## YOUR INSTRUCTIONS:
Everything from the line containing "of the worker" to the final line of the records below should be given again exactly, and nothing else.

## THE INPUT:
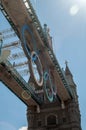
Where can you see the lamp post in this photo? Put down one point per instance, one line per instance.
(1, 42)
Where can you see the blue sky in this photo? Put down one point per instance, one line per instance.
(67, 23)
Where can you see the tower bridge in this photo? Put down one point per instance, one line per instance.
(51, 90)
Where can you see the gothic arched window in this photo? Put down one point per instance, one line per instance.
(51, 120)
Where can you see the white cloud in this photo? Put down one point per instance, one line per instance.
(23, 128)
(74, 10)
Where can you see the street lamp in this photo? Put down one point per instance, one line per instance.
(1, 42)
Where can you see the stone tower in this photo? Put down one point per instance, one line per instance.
(52, 116)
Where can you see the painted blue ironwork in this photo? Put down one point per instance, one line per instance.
(22, 82)
(27, 49)
(41, 33)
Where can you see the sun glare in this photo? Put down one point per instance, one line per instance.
(81, 2)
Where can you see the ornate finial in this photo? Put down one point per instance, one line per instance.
(66, 63)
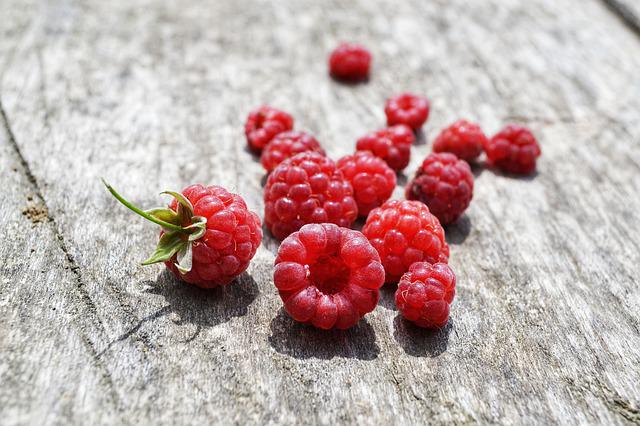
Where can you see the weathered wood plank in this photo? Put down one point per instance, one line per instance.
(49, 336)
(628, 10)
(151, 96)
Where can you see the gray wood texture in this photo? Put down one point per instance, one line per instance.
(629, 12)
(152, 95)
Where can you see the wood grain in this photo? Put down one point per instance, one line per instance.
(629, 12)
(152, 95)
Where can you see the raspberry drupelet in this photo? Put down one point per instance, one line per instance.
(307, 188)
(407, 109)
(286, 145)
(424, 294)
(514, 150)
(445, 184)
(350, 62)
(404, 232)
(208, 237)
(328, 276)
(372, 180)
(263, 124)
(392, 144)
(462, 138)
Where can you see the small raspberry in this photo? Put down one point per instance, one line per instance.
(392, 144)
(307, 188)
(444, 184)
(263, 124)
(514, 150)
(350, 62)
(425, 293)
(407, 109)
(328, 276)
(404, 232)
(209, 235)
(286, 145)
(462, 138)
(372, 180)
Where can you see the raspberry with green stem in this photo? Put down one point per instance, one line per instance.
(208, 234)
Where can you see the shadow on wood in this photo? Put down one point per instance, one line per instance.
(421, 342)
(457, 232)
(205, 308)
(302, 341)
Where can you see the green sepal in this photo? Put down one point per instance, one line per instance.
(185, 208)
(198, 223)
(164, 214)
(169, 244)
(178, 239)
(184, 259)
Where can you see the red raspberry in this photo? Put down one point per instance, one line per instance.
(286, 145)
(328, 276)
(209, 236)
(372, 180)
(404, 232)
(407, 109)
(444, 184)
(350, 62)
(263, 124)
(462, 138)
(392, 144)
(307, 188)
(425, 293)
(514, 150)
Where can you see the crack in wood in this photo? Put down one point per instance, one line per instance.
(628, 17)
(105, 375)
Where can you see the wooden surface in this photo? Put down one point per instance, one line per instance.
(152, 95)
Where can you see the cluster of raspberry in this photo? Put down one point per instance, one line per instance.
(326, 273)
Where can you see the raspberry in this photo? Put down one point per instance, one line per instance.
(407, 109)
(307, 188)
(372, 180)
(462, 138)
(350, 62)
(263, 124)
(514, 150)
(328, 276)
(444, 184)
(286, 145)
(404, 232)
(209, 236)
(425, 293)
(392, 144)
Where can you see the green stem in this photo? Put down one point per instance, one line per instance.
(142, 213)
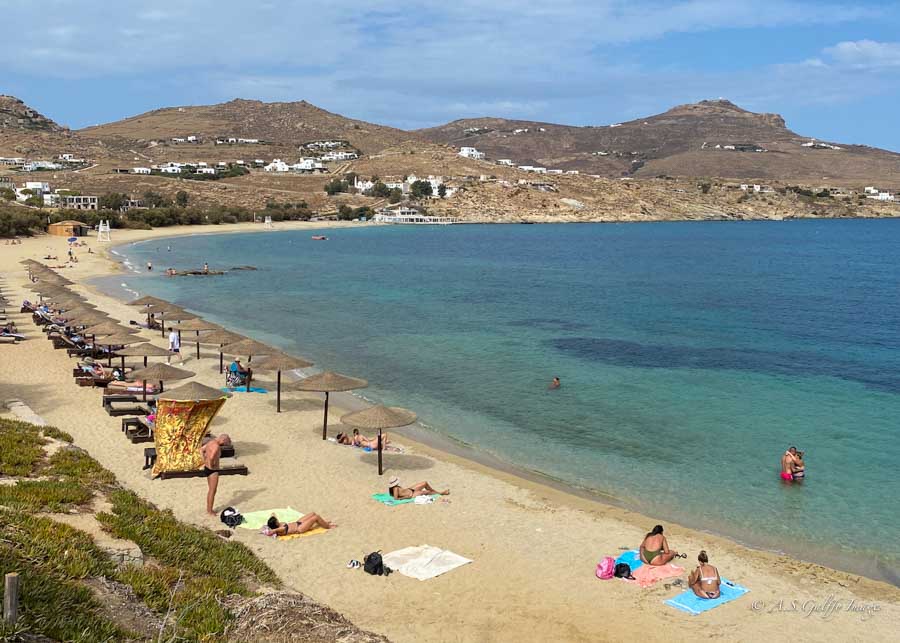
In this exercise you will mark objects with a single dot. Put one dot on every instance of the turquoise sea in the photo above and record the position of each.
(691, 356)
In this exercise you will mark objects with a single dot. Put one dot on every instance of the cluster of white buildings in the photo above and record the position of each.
(817, 145)
(55, 198)
(872, 192)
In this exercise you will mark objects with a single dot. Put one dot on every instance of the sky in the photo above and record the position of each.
(831, 68)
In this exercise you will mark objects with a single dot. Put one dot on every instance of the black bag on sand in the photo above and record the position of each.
(231, 517)
(373, 564)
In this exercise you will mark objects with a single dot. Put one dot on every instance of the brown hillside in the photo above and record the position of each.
(679, 142)
(283, 124)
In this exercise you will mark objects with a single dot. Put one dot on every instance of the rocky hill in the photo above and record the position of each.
(709, 138)
(281, 124)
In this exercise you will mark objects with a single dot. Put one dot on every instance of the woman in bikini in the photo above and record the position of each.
(705, 580)
(655, 549)
(304, 524)
(421, 489)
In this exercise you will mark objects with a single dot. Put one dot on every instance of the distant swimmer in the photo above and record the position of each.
(788, 464)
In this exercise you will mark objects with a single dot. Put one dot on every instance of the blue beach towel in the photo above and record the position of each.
(693, 604)
(632, 558)
(390, 501)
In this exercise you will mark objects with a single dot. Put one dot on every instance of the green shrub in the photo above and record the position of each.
(44, 495)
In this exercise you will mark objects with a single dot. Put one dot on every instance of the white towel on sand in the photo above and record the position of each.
(423, 562)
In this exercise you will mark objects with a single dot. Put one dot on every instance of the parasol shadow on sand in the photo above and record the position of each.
(281, 362)
(329, 382)
(379, 417)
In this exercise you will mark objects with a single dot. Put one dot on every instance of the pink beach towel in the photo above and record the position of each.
(646, 575)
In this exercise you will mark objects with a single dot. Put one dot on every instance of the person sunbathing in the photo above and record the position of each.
(304, 524)
(705, 580)
(361, 441)
(655, 549)
(421, 489)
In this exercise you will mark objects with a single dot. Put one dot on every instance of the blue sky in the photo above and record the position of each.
(831, 68)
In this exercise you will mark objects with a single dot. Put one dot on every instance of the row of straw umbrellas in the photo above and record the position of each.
(54, 290)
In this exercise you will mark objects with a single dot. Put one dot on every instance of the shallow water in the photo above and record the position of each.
(691, 356)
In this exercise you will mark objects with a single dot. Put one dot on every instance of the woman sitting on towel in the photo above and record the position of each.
(655, 549)
(304, 524)
(705, 580)
(421, 489)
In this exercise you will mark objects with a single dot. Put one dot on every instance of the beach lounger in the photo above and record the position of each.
(150, 454)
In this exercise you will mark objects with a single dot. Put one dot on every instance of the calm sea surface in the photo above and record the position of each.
(691, 355)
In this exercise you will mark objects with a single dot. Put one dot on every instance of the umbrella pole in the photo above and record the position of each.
(380, 470)
(325, 421)
(278, 394)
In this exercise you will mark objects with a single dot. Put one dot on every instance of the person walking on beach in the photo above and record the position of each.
(174, 346)
(705, 580)
(655, 549)
(211, 452)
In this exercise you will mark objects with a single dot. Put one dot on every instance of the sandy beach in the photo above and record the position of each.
(534, 547)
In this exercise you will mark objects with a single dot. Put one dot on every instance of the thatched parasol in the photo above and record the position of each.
(196, 324)
(280, 362)
(143, 350)
(379, 417)
(193, 392)
(326, 383)
(220, 338)
(160, 373)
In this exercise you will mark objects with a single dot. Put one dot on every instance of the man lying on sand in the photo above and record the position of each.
(421, 489)
(211, 452)
(304, 524)
(655, 549)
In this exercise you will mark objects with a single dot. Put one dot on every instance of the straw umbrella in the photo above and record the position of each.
(220, 338)
(329, 382)
(379, 417)
(194, 392)
(281, 362)
(248, 347)
(142, 350)
(120, 339)
(195, 325)
(160, 373)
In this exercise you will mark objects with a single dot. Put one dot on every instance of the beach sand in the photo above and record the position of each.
(534, 547)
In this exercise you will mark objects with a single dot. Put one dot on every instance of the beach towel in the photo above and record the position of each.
(632, 558)
(258, 519)
(390, 501)
(423, 562)
(693, 604)
(646, 575)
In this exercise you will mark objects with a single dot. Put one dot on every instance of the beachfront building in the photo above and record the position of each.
(471, 153)
(403, 215)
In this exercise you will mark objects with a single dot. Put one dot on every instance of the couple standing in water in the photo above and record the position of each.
(792, 466)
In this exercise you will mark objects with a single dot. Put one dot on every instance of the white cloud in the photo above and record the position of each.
(865, 54)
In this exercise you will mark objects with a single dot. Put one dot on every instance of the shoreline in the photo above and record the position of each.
(528, 489)
(440, 445)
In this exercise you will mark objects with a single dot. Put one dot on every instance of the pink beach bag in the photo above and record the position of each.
(606, 568)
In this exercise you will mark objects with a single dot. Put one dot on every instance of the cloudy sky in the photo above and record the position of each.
(831, 68)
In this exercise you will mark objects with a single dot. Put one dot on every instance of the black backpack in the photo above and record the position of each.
(373, 564)
(231, 517)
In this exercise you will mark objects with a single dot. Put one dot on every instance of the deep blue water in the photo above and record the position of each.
(691, 356)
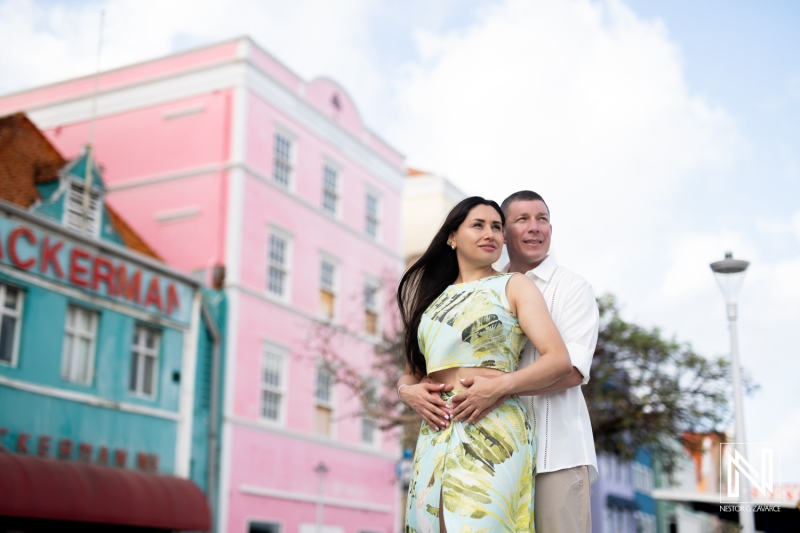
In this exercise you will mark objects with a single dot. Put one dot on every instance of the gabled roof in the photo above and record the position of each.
(28, 159)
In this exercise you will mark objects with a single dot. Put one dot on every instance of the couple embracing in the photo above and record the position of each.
(495, 361)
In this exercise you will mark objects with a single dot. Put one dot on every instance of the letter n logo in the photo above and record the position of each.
(735, 464)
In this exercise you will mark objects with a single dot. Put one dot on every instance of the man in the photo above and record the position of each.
(566, 463)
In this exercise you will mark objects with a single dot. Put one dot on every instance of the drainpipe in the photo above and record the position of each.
(213, 429)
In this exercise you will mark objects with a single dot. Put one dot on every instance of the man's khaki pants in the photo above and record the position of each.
(561, 502)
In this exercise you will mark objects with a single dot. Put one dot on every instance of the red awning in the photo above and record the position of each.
(50, 489)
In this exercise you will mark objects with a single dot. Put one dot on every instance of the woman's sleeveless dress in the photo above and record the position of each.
(484, 471)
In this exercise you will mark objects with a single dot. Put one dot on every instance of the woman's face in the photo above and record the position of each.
(479, 239)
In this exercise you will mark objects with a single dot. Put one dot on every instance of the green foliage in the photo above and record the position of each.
(647, 391)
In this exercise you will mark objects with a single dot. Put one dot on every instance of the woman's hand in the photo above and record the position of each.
(482, 395)
(425, 399)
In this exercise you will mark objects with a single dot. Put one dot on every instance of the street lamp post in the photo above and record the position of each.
(730, 275)
(321, 470)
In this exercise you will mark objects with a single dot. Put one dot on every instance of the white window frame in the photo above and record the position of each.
(336, 192)
(376, 217)
(69, 370)
(291, 138)
(334, 287)
(279, 354)
(16, 314)
(140, 348)
(376, 441)
(374, 283)
(330, 403)
(286, 267)
(73, 207)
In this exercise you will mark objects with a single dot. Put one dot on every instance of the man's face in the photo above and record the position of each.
(527, 232)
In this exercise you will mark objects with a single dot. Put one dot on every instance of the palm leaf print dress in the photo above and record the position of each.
(483, 471)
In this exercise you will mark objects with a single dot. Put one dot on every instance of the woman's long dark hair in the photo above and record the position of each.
(430, 275)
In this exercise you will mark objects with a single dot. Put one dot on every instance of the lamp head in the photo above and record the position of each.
(730, 276)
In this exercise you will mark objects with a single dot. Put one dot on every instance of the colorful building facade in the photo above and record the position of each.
(101, 377)
(622, 500)
(240, 173)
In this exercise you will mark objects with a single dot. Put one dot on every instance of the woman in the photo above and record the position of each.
(465, 320)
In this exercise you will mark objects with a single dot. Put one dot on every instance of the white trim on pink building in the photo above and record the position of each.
(188, 145)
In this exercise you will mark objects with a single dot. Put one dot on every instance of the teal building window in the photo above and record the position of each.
(80, 337)
(144, 361)
(11, 313)
(74, 215)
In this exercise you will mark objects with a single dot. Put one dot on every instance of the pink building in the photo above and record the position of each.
(222, 156)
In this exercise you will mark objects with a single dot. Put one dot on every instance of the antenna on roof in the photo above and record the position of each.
(87, 177)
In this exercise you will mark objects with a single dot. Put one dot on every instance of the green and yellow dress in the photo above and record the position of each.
(484, 471)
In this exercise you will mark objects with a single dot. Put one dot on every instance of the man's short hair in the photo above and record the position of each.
(521, 196)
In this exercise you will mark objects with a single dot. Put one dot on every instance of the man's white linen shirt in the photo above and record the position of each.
(561, 419)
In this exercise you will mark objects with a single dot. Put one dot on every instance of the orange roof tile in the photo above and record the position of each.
(27, 158)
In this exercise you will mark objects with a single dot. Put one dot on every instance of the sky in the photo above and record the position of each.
(661, 134)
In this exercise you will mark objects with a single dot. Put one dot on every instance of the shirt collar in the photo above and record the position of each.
(543, 271)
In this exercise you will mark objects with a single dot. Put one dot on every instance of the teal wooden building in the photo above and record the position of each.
(109, 359)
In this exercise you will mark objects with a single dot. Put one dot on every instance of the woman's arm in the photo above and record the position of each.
(423, 396)
(527, 303)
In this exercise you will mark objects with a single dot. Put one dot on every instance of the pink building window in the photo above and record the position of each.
(282, 168)
(327, 289)
(372, 222)
(330, 190)
(272, 381)
(278, 270)
(323, 395)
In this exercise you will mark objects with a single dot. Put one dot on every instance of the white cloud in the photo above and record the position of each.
(313, 37)
(578, 100)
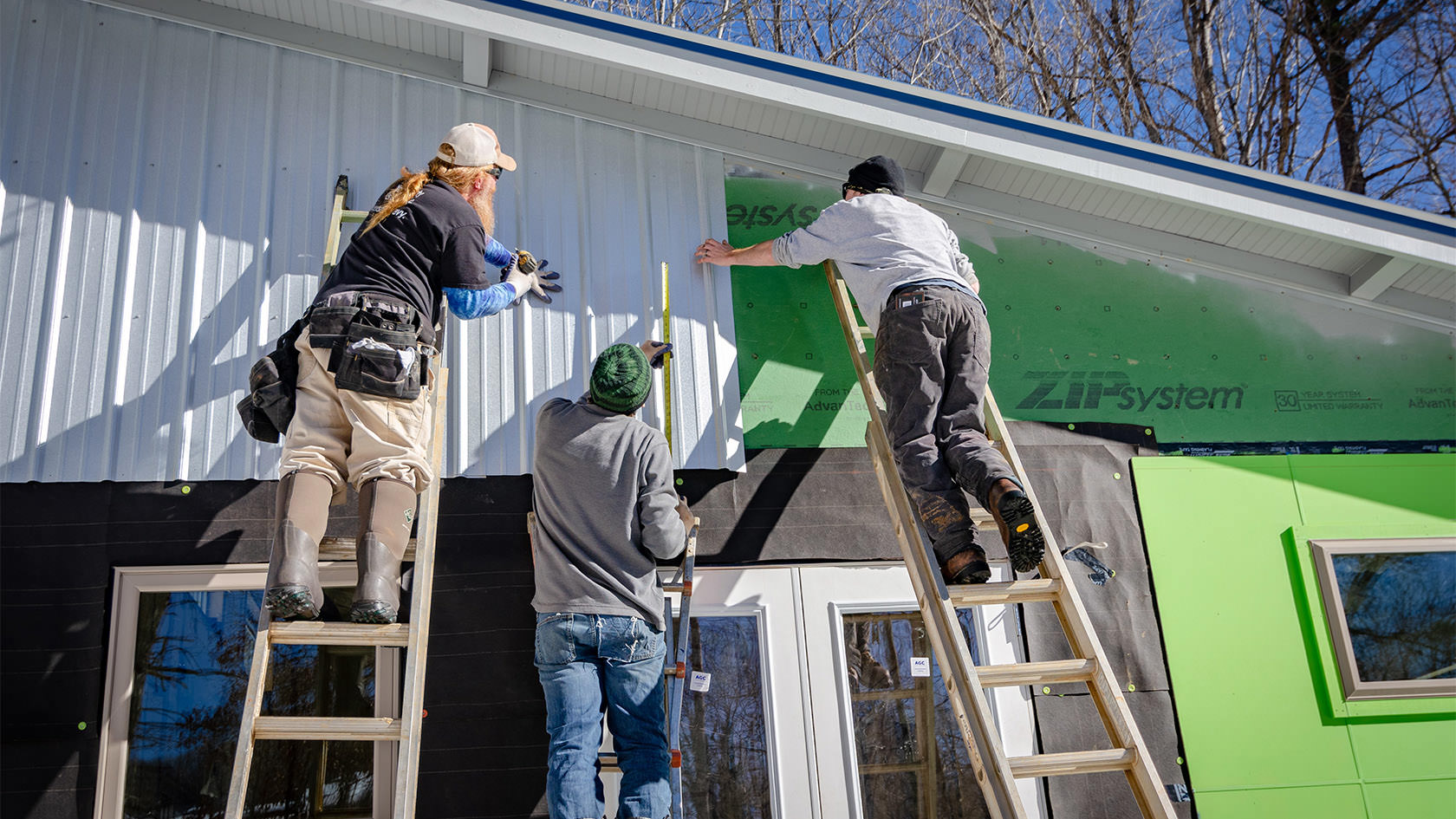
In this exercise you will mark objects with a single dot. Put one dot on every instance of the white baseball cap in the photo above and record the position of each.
(472, 145)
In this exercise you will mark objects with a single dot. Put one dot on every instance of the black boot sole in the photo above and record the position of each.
(374, 613)
(1025, 545)
(290, 602)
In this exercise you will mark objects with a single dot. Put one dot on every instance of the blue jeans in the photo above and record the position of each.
(595, 665)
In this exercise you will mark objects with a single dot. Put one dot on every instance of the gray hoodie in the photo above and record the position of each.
(880, 242)
(605, 508)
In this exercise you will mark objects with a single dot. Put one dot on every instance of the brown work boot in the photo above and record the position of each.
(965, 566)
(1017, 519)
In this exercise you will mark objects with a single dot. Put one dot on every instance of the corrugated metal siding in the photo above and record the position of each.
(357, 21)
(165, 194)
(1428, 280)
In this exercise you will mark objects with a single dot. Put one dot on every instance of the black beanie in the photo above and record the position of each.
(878, 172)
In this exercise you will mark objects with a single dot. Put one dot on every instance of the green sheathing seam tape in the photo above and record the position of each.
(1246, 639)
(1079, 334)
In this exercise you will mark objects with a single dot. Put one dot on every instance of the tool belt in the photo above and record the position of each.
(377, 346)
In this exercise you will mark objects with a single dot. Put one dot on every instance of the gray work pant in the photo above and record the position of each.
(933, 356)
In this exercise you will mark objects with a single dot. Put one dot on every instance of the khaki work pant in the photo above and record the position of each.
(351, 436)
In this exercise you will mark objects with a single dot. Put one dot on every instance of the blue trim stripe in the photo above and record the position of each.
(664, 36)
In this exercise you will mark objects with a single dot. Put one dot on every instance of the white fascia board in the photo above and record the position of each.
(1167, 250)
(1053, 222)
(905, 111)
(293, 36)
(1378, 274)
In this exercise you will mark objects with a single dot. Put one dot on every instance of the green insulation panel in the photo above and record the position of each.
(1082, 334)
(1264, 727)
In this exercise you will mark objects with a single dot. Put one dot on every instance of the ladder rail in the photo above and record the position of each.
(967, 701)
(406, 774)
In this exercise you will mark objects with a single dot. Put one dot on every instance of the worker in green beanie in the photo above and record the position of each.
(606, 510)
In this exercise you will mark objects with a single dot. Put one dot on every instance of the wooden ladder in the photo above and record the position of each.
(965, 682)
(413, 635)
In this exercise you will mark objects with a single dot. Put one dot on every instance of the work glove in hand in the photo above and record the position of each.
(657, 353)
(528, 274)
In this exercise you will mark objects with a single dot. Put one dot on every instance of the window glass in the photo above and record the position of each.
(1401, 614)
(194, 652)
(912, 759)
(724, 733)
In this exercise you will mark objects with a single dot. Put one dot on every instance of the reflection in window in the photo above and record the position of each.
(724, 735)
(1401, 614)
(912, 758)
(194, 650)
(1391, 614)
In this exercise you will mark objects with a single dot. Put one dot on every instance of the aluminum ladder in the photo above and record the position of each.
(413, 635)
(965, 682)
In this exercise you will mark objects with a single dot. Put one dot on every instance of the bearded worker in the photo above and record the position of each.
(363, 406)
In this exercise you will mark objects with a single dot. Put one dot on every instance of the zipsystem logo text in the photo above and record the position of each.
(1062, 389)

## FINISHED ANSWER:
In this exercise you will mark objects with a single dot. Put one dot on every instance of the worker in green beanie in the photo above and record the position of each.
(606, 510)
In this exercise you will mark objects with a single dot. Put one dot on every instance of the wooden ladder in the photo above and record the position of each.
(965, 682)
(413, 635)
In this exercise you will mark objects with a single dot. Put one dot on every instance of the work glove in hand in the photo above and record the position of each.
(657, 353)
(528, 274)
In this exercise you will mark objects with a single dot. Put one dot on every instance of the window glass in the photo above and record the position of each.
(1401, 614)
(194, 652)
(912, 759)
(724, 733)
In this exercise you will mark objects with a single dot. Put one dot on every instance of the reflection in window in the photo above and record the position of each.
(724, 735)
(1401, 614)
(912, 758)
(194, 650)
(1391, 614)
In this exercise you will mark objects with a single dot. Put one dot on every instance of the aluminum ladder in the photo above and record the position of each.
(413, 635)
(965, 682)
In this exercise you will mark objects with a single dot. Put one dot on every instance of the bearded worker in the photo above and record the position of each.
(363, 406)
In this exercise you will mark objects with a single dot. Put one dot on every instance of the zipsystem logo text in the photo above and record the position of each.
(1062, 389)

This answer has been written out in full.